Dataset records
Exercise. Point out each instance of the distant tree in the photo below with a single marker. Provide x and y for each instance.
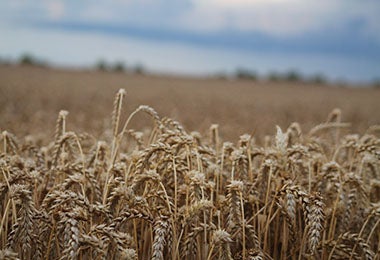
(4, 61)
(246, 74)
(30, 60)
(221, 75)
(318, 79)
(274, 76)
(292, 76)
(27, 59)
(139, 69)
(118, 67)
(101, 65)
(376, 83)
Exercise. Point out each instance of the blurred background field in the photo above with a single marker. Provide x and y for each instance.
(31, 98)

▸ **Exercise instructions**: All that is wanted is the line with "Exercise. Point out each instance of the blurred" and every later line in the entries, reproduced exactly.

▸ **Response to the exercise**:
Exercise. Point out each instance of the blurred background field in the photo above with a single marker. Provide x and y for each instance.
(31, 98)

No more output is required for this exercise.